[BEGIN Reading passage]

Data Versioning in Cassandra with CQL3

Tags:

I am quite a n00b in Cassandra (I'm mainly from an RDBMS background with some NoSQL here and there, like Google's BigTable and MongoDB) and I'm struggling with the data modelling for the use cases I'm trying to satisfy. I looked at this and this and even this but they're not exactly what I needed.

I have this basic table:

CREATE TABLE documents (
    itemid_version text,       
    xml_payload text,
    insert_time timestamp,
    PRIMARY KEY (itemid_version)
);

itemid is actually a UUID (and unique for all documents), and version is an int (version 0 is the "first" version). xml_payload is the full XML doc, and can get quite big. Yes, I'm essentially creating a versioned document store.

As you can see, I concatenated the two to create a primary key and I'll get to why I did this later as I explain the requirements and/or use cases:

user needs to get the single (1) doc he wants, he knows the item id and version (not necessarily the latest)

[END Reading passage]

- **What you will do**:
1. Reproduce the portion of the Cassandra thread from "Data Versioning in" up to and including "what I needed.", word for word.
2. Edit the rows from the line with "out the sunlit" up to and including the last line of the rows, replacing "lesson" with "exercise" and leaving everything else unchanged. Return only those lines.

[BEGIN Data rows]

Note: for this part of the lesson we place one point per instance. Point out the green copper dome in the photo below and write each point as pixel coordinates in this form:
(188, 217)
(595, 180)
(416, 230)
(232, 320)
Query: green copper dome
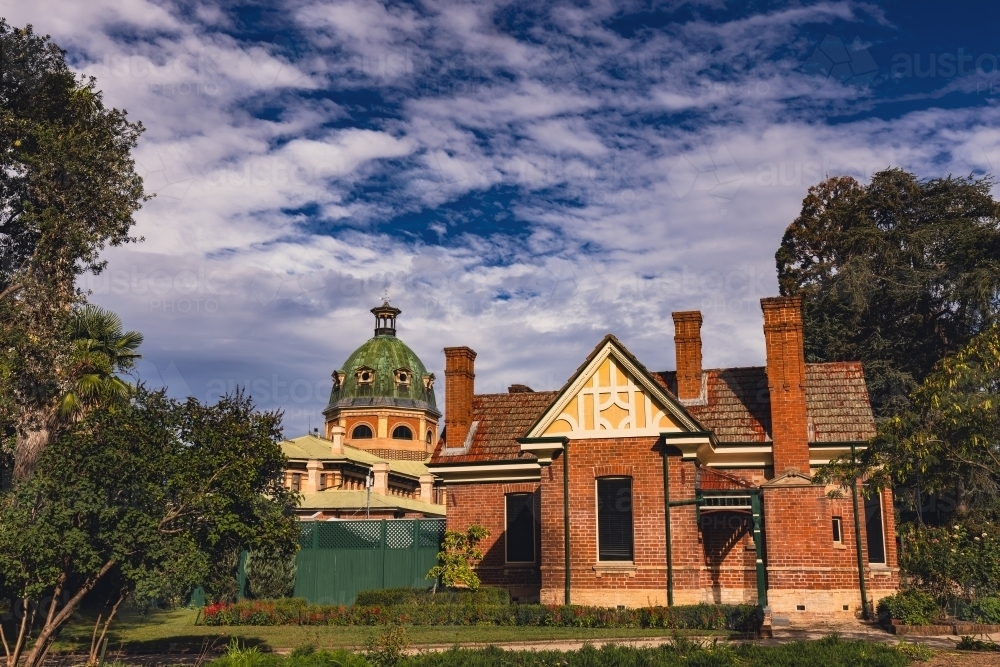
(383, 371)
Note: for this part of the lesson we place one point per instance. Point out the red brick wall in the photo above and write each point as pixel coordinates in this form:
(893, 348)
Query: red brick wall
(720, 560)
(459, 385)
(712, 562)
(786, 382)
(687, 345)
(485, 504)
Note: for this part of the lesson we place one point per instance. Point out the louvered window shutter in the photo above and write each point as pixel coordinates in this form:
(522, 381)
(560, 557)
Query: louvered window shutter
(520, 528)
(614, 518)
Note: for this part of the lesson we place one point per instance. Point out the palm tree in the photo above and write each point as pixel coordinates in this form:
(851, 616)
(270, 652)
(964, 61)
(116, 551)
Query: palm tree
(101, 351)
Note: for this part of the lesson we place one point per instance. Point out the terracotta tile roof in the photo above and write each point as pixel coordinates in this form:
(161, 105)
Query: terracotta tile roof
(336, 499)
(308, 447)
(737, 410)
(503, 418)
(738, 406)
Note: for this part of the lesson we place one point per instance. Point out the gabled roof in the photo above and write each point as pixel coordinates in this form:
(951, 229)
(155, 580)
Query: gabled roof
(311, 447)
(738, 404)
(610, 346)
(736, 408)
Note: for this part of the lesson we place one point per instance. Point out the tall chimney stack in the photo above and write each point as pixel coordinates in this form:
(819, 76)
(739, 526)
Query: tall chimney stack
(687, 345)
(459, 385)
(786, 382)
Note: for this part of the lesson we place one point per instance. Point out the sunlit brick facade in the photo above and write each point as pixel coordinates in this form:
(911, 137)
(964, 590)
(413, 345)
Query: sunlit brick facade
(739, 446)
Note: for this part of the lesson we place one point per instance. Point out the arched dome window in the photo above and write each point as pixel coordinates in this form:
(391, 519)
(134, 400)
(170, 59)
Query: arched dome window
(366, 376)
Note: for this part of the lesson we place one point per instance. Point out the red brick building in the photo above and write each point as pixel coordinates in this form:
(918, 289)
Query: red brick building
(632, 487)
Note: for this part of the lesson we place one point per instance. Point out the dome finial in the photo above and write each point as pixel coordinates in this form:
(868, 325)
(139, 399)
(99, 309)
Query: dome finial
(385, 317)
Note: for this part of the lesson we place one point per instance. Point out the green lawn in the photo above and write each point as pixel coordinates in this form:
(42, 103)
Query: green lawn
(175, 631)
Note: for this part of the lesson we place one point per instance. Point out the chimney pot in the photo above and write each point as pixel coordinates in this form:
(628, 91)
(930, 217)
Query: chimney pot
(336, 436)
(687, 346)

[END Data rows]

- **Results by task**:
1.
Data Versioning in Cassandra with CQL3

Tags:

I am quite a n00b in Cassandra (I'm mainly from an RDBMS background with some NoSQL here and there, like Google's BigTable and MongoDB) and I'm struggling with the data modelling for the use cases I'm trying to satisfy. I looked at this and this and even this but they're not exactly what I needed.

2.
Note: for this part of the exercise we place one point per instance. Point out the sunlit brick facade in the photo above and write each point as pixel coordinates in this form:
(911, 137)
(964, 590)
(413, 345)
Query: sunlit brick facade
(739, 446)
Note: for this part of the exercise we place one point per instance. Point out the arched dome window in the photo above and write each point as pixel coordinates in this form:
(391, 519)
(134, 400)
(170, 59)
Query: arched dome window
(366, 376)
Note: for this part of the exercise we place one point per instance. Point out the red brick building in the photo above and write each point as pixel coordinates in this form:
(918, 289)
Query: red brick building
(632, 487)
Note: for this part of the exercise we place one point per instance. Point out the dome finial in the photo above and write each point as pixel coordinates in this form:
(868, 325)
(139, 399)
(99, 309)
Query: dome finial
(385, 317)
Note: for this part of the exercise we place one point per instance. Point out the green lawn in the photo above and write each point as pixel coordinates in this form:
(42, 103)
Query: green lawn
(175, 631)
Note: for this part of the exercise we place one point per instance. Point out the chimney pot in the photo above and write each point as pixel coordinates in this form:
(628, 91)
(930, 217)
Query: chimney pot
(336, 436)
(687, 346)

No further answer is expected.